Written exercise:
Each record needs to be echoed exactly; can you do that?

# Data extract start

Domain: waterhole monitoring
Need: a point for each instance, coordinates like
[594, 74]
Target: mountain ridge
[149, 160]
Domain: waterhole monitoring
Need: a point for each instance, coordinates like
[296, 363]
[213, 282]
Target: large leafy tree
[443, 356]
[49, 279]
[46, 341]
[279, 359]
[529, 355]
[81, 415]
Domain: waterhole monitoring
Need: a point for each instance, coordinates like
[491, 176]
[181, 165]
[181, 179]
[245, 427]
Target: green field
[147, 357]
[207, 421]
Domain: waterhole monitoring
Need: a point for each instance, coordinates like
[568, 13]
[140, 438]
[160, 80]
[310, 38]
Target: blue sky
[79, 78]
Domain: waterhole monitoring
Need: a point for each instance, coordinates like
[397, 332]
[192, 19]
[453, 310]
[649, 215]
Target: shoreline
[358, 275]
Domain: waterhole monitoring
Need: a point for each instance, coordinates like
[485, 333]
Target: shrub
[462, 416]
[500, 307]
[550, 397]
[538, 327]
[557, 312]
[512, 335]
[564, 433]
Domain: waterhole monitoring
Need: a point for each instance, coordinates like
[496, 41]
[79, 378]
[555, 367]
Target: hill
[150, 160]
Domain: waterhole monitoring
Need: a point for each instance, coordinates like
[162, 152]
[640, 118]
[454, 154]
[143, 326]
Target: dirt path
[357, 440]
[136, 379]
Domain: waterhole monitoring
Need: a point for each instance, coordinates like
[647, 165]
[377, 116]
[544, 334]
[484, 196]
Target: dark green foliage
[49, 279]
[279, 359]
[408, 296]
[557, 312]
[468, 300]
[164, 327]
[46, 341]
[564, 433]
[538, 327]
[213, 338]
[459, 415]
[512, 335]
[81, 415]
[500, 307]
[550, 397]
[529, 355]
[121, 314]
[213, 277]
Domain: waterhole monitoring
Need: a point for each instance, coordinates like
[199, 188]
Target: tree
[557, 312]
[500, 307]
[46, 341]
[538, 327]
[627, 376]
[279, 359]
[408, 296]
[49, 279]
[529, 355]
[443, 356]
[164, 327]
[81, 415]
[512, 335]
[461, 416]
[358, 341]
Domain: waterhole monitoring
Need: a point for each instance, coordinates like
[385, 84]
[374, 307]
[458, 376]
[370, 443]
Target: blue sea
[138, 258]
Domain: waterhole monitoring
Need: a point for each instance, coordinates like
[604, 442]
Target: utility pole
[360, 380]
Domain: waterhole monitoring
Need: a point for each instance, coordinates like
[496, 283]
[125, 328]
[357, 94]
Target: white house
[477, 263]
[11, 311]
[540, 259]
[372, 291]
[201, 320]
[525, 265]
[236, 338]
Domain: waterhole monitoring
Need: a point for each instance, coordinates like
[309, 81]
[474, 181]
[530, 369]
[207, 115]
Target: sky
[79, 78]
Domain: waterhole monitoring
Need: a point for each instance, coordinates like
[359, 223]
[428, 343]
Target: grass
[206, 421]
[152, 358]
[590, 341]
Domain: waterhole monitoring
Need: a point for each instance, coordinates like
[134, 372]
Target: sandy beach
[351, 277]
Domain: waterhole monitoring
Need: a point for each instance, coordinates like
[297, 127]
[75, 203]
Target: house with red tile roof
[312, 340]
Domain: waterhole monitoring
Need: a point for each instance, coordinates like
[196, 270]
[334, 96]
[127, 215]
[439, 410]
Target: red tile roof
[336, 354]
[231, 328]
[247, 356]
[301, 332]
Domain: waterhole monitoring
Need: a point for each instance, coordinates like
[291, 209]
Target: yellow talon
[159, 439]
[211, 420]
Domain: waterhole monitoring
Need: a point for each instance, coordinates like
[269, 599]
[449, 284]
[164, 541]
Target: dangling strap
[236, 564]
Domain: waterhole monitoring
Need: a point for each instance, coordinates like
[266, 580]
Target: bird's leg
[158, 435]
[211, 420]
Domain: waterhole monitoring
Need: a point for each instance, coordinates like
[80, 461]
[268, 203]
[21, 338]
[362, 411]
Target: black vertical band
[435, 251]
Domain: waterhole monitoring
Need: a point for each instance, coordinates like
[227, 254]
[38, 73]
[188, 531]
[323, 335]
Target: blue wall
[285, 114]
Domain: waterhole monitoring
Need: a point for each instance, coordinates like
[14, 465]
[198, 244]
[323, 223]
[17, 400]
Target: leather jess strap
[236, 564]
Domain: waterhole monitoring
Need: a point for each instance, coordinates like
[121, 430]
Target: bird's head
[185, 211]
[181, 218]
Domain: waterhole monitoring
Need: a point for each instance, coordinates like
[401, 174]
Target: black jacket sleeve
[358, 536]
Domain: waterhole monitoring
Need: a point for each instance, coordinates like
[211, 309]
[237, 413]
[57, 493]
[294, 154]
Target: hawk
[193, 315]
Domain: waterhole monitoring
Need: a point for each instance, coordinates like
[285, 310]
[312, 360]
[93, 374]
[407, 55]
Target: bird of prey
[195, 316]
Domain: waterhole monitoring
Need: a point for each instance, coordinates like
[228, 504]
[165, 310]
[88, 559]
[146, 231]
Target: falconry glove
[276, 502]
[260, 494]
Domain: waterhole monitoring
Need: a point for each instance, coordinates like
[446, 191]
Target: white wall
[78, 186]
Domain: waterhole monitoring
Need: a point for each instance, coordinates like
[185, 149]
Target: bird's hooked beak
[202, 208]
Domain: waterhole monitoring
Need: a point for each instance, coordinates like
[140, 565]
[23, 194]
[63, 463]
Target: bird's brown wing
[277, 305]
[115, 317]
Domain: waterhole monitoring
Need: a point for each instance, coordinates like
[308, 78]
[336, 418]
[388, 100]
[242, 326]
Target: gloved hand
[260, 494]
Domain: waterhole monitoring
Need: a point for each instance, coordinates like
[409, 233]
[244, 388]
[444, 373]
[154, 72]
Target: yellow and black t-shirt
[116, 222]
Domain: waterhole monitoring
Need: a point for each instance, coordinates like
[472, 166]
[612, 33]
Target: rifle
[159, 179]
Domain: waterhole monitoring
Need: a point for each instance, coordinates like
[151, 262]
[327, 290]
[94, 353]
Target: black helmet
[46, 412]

# Data extract end

Result below:
Domain: waterhole monitoring
Need: a point for each instance, coordinates like
[594, 74]
Target: mountain ridge
[149, 160]
Domain: waterhole monitoring
Need: a point for each instance, coordinates like
[296, 363]
[213, 282]
Target: large leafy tree
[443, 356]
[49, 279]
[46, 341]
[279, 359]
[529, 355]
[81, 415]
Domain: waterhole monitoring
Need: a point for each instance, coordinates like
[491, 176]
[181, 165]
[181, 179]
[245, 427]
Target: green field
[147, 357]
[207, 421]
Domain: waterhole monitoring
Need: a point for each instance, coordinates like
[568, 13]
[140, 438]
[160, 80]
[310, 38]
Target: blue sky
[79, 78]
Domain: waterhole monitoring
Need: a point for each instance, coordinates like
[397, 332]
[192, 19]
[453, 310]
[649, 215]
Target: shoreline
[358, 275]
Domain: waterhole monitoring
Need: a point for each instance, coordinates like
[485, 333]
Target: shrub
[462, 416]
[500, 307]
[550, 397]
[538, 327]
[557, 312]
[512, 335]
[564, 433]
Domain: waterhole monitoring
Need: a point for each instance, coordinates like
[496, 41]
[79, 378]
[555, 367]
Target: hill
[150, 160]
Domain: waterhole monitoring
Need: a point for each instance, coordinates like
[162, 152]
[640, 118]
[454, 154]
[143, 326]
Target: dirt path
[357, 440]
[136, 379]
Domain: waterhole monitoring
Need: a point for each instance, coordinates like
[647, 165]
[377, 116]
[544, 334]
[484, 196]
Target: dark green foliage
[49, 279]
[279, 359]
[408, 296]
[557, 312]
[468, 300]
[164, 327]
[46, 341]
[564, 433]
[538, 327]
[213, 338]
[459, 415]
[512, 335]
[81, 415]
[500, 307]
[550, 397]
[529, 355]
[121, 314]
[213, 277]
Domain: waterhole monitoring
Need: a point for each instance, coordinates like
[199, 188]
Target: tree
[557, 312]
[500, 307]
[46, 341]
[538, 327]
[627, 376]
[279, 359]
[408, 296]
[49, 279]
[529, 355]
[443, 356]
[164, 327]
[81, 415]
[512, 335]
[461, 416]
[358, 341]
Domain: waterhole monitoring
Need: a point for each instance, coordinates like
[385, 84]
[374, 307]
[458, 376]
[370, 443]
Target: blue sea
[138, 258]
Domain: waterhole monitoring
Need: a point for each instance, coordinates like
[604, 442]
Target: utility pole
[360, 380]
Domain: waterhole monitoring
Need: a point for each instance, coordinates like
[496, 283]
[125, 328]
[357, 94]
Target: white house
[477, 263]
[11, 311]
[540, 259]
[372, 291]
[201, 320]
[525, 265]
[236, 338]
Domain: waterhole monitoring
Need: a point for each instance, coordinates like
[309, 81]
[474, 181]
[530, 369]
[207, 115]
Target: sky
[79, 78]
Domain: waterhole monitoring
Need: a point for each instance, coordinates like
[359, 223]
[428, 343]
Target: grass
[206, 421]
[152, 358]
[590, 341]
Domain: waterhole monitoring
Need: a point for each instance, coordinates like
[134, 372]
Target: sandy beach
[351, 277]
Domain: waterhole monitoring
Need: a point for each instance, coordinates like
[297, 127]
[75, 203]
Target: house with red tile roof
[312, 340]
Domain: waterhole monitoring
Need: a point for each instance, coordinates like
[196, 270]
[334, 96]
[127, 215]
[439, 410]
Target: red tile roof
[336, 354]
[231, 328]
[247, 356]
[301, 332]
Domain: waterhole monitoring
Need: a point for each instance, coordinates like
[291, 209]
Target: yellow talon
[159, 439]
[211, 420]
Domain: waterhole monitoring
Need: a point for each instance, coordinates like
[269, 599]
[449, 284]
[164, 541]
Target: dangling strap
[236, 564]
Domain: waterhole monitoring
Need: a point for each instance, coordinates like
[266, 580]
Target: bird's leg
[158, 435]
[211, 420]
Domain: waterhole monitoring
Need: a point for each instance, coordinates like
[80, 461]
[268, 203]
[21, 338]
[362, 411]
Target: black vertical band
[435, 251]
Domain: waterhole monitoring
Need: a point for each instance, coordinates like
[227, 254]
[38, 73]
[188, 531]
[323, 335]
Target: blue wall
[285, 114]
Domain: waterhole monitoring
Need: a point for each instance, coordinates like
[14, 465]
[198, 244]
[323, 223]
[17, 400]
Target: leather jess strap
[236, 564]
Domain: waterhole monitoring
Need: a point for each instance, coordinates like
[121, 430]
Target: bird's head
[185, 211]
[181, 218]
Domain: waterhole monitoring
Need: a point for each instance, coordinates like
[401, 174]
Target: black jacket sleeve
[358, 536]
Domain: waterhole monitoring
Need: a point for each instance, coordinates like
[211, 309]
[237, 413]
[57, 493]
[294, 154]
Target: hawk
[193, 315]
Domain: waterhole monitoring
Need: a point for each instance, coordinates like
[285, 310]
[312, 360]
[93, 374]
[407, 55]
Target: bird of prey
[195, 316]
Domain: waterhole monitoring
Need: a point for each instance, coordinates like
[228, 504]
[165, 310]
[88, 559]
[146, 231]
Target: falconry glove
[276, 502]
[260, 494]
Domain: waterhole monitoring
Need: a point for each instance, coordinates like
[446, 191]
Target: white wall
[78, 186]
Domain: waterhole monitoring
Need: a point for each instance, coordinates like
[185, 149]
Target: bird's hooked beak
[202, 208]
Domain: waterhole monitoring
Need: a point for each instance, coordinates like
[140, 565]
[23, 194]
[63, 463]
Target: bird's brown wing
[277, 305]
[115, 317]
Domain: waterhole monitoring
Need: a point for each instance, coordinates like
[308, 78]
[336, 418]
[388, 100]
[242, 326]
Target: gloved hand
[260, 494]
Domain: waterhole monitoring
Need: a point for each instance, coordinates like
[409, 233]
[244, 388]
[444, 373]
[154, 72]
Target: yellow and black t-shirt
[116, 222]
Domain: waterhole monitoring
Need: a point for each instance, coordinates like
[472, 166]
[612, 33]
Target: rifle
[159, 179]
Domain: waterhole monitoring
Need: a point for each instance, coordinates like
[151, 262]
[327, 290]
[94, 353]
Target: black helmet
[46, 412]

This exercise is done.